#### [WHAT THE TASK REQUIRES]
When a line in the entries below contains "window", tally it; give the tally with nothing added.

=======

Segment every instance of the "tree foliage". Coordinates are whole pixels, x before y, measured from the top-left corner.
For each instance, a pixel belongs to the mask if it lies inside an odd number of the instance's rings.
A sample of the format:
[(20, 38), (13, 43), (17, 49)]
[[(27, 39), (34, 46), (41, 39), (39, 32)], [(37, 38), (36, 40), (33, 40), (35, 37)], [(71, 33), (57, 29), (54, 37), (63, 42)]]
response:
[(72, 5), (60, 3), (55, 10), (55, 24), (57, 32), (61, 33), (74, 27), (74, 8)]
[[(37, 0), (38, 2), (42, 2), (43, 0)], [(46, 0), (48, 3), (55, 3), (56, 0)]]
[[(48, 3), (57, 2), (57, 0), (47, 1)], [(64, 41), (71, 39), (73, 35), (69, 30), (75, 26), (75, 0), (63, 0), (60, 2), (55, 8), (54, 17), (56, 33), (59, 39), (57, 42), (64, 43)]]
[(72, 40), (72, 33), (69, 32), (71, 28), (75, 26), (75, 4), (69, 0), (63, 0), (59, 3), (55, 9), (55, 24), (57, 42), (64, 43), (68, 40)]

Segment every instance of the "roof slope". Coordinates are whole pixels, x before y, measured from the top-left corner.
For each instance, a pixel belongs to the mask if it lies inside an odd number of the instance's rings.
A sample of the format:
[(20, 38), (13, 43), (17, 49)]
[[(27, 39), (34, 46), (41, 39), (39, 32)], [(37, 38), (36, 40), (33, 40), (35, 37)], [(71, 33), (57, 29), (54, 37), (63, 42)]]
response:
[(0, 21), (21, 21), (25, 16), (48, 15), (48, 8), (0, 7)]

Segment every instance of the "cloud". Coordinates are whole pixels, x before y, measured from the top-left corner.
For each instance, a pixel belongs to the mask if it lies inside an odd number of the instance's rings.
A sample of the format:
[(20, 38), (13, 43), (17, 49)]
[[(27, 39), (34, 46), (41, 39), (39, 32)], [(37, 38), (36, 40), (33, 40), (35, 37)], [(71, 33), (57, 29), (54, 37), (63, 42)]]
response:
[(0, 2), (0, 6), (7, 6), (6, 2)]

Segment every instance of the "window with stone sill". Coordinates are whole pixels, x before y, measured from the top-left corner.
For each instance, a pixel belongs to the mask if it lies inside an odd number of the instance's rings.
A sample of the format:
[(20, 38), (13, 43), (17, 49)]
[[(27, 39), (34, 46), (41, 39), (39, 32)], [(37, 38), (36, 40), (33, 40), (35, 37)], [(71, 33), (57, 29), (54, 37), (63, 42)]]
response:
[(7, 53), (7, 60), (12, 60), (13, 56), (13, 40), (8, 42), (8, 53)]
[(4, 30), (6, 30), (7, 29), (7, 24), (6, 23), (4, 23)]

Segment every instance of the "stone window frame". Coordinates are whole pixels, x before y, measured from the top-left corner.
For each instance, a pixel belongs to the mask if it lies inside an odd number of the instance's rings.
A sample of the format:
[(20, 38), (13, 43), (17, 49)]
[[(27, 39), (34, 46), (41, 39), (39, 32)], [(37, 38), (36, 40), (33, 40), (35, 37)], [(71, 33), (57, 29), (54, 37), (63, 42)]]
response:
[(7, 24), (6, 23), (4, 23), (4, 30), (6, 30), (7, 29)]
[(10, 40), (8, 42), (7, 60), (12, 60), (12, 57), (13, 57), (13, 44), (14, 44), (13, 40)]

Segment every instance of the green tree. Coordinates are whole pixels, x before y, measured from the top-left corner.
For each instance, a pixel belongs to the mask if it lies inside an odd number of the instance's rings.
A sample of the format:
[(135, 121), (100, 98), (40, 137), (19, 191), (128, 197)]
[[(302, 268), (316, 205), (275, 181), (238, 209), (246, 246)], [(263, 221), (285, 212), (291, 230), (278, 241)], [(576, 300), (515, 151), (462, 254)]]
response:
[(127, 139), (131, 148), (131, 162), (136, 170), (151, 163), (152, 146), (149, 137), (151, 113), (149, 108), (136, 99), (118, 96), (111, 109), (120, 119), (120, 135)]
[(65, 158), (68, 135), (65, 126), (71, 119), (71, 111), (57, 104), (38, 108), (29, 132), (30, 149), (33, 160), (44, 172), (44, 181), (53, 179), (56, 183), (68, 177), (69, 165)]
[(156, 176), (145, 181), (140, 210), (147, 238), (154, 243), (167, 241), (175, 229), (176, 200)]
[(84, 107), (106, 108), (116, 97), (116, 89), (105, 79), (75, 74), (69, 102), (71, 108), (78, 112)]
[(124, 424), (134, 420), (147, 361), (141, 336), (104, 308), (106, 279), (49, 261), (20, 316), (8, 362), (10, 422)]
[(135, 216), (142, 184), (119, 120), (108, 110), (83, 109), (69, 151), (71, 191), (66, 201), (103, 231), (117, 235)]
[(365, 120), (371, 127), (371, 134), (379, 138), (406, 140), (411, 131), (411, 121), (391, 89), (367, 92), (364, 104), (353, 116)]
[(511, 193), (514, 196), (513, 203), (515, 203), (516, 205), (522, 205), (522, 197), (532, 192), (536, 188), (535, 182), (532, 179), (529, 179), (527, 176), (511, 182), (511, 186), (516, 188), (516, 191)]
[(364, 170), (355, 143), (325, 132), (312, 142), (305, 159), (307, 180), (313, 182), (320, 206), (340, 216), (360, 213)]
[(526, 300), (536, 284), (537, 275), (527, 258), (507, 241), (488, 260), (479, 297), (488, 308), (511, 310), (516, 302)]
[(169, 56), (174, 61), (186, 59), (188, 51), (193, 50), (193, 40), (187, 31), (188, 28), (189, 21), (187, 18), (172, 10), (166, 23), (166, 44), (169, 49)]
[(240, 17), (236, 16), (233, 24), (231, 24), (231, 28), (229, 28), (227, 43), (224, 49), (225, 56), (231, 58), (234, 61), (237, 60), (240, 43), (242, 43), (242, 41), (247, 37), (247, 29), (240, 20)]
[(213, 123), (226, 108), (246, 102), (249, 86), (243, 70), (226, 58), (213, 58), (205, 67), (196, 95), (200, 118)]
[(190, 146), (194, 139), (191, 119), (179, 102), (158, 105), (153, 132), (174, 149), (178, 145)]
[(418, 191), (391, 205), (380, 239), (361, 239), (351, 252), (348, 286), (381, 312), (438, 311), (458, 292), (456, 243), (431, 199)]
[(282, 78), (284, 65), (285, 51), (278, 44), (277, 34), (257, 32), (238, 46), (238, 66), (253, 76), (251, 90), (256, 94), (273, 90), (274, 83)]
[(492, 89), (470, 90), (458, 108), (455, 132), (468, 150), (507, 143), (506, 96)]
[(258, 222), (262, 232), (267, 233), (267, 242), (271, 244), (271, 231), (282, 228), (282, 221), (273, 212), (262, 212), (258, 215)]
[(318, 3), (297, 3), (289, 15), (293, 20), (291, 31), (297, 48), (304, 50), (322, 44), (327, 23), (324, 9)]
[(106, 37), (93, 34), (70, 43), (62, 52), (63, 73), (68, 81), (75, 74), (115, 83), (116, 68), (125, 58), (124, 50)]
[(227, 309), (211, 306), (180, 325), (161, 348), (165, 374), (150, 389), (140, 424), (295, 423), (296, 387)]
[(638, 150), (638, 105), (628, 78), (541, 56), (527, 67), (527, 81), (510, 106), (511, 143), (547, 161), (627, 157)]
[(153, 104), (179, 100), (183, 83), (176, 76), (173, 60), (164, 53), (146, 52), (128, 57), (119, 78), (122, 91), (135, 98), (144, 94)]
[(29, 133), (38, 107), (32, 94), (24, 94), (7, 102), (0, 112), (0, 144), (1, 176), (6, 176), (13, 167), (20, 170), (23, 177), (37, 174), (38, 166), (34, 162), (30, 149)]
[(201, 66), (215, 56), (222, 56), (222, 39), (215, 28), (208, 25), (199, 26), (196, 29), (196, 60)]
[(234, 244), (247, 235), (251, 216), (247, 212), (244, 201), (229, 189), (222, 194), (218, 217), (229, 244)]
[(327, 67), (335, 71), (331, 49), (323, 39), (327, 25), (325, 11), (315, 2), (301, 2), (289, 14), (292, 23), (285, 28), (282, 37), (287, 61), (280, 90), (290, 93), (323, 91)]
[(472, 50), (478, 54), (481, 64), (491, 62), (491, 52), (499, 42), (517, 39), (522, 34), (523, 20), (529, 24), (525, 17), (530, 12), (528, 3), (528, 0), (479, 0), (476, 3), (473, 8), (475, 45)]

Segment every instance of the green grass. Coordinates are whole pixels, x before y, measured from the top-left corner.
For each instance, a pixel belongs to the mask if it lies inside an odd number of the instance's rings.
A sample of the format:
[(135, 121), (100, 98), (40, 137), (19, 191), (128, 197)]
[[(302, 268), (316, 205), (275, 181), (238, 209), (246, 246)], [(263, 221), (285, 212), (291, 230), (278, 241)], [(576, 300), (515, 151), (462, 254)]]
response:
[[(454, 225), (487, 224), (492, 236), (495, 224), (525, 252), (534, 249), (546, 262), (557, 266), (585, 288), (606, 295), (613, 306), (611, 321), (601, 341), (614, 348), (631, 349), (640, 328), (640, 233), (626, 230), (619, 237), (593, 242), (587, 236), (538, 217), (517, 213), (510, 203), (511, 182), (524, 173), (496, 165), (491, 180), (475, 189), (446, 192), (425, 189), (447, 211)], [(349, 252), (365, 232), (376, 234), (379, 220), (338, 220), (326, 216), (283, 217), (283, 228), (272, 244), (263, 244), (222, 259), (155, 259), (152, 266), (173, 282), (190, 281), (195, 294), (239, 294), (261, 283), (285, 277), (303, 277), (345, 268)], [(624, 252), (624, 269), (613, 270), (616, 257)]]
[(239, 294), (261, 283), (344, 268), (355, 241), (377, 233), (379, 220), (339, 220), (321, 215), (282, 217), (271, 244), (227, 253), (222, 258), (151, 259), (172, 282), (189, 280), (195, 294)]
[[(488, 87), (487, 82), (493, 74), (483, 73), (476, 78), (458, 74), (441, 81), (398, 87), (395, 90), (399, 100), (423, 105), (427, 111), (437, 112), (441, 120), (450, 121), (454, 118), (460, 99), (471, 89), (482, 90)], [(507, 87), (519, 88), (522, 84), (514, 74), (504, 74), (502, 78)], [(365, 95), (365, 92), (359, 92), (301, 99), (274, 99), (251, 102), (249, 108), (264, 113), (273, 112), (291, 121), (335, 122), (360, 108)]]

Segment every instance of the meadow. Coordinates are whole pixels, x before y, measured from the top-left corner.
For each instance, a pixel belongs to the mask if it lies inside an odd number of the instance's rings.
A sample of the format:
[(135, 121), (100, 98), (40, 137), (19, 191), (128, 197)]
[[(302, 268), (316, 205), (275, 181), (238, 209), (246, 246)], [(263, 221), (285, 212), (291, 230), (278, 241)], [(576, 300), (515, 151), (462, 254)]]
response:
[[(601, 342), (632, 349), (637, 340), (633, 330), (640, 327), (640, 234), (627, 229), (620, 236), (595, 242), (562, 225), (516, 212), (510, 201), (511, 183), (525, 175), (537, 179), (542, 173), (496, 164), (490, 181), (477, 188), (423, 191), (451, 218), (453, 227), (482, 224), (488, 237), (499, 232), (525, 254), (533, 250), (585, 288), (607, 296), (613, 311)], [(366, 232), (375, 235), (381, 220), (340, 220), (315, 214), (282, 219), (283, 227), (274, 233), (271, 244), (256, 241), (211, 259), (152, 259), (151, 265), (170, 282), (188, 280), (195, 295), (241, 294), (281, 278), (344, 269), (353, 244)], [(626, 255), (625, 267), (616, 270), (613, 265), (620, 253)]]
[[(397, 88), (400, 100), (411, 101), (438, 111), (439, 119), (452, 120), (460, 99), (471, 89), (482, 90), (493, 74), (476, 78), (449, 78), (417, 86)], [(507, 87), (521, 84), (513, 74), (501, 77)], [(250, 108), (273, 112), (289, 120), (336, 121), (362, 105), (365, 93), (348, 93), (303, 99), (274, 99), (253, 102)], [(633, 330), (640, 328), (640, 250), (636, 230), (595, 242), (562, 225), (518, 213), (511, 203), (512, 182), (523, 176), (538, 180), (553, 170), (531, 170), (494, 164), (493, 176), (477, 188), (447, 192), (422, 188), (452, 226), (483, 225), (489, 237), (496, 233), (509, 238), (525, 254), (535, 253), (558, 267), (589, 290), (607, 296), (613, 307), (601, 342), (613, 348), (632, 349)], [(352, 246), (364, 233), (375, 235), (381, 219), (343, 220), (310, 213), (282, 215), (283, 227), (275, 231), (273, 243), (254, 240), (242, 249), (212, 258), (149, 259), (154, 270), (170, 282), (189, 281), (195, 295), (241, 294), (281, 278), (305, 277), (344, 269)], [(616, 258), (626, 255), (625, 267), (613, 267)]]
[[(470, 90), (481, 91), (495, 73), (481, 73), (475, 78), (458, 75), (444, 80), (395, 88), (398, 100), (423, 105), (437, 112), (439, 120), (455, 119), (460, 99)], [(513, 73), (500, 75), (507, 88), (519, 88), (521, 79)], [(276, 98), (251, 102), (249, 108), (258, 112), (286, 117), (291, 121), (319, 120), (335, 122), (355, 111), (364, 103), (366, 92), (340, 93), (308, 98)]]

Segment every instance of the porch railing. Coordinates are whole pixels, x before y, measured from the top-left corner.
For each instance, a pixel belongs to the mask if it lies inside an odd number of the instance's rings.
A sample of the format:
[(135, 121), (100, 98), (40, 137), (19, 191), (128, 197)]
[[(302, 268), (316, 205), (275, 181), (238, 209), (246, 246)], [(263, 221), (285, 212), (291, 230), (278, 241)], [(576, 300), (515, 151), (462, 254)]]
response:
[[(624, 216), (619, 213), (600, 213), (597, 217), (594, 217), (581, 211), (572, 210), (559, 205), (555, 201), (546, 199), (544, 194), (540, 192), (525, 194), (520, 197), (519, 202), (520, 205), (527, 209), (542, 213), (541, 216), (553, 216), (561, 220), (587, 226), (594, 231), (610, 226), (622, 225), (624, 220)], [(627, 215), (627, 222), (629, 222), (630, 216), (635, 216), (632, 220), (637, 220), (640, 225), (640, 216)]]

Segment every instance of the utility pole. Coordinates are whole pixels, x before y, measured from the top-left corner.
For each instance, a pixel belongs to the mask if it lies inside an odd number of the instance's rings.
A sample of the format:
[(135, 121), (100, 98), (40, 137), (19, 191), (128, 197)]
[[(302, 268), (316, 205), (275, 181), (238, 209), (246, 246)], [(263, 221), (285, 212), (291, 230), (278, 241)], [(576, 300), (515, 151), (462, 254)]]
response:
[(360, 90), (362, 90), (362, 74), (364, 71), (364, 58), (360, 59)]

=======

#### [ANSWER AREA]
2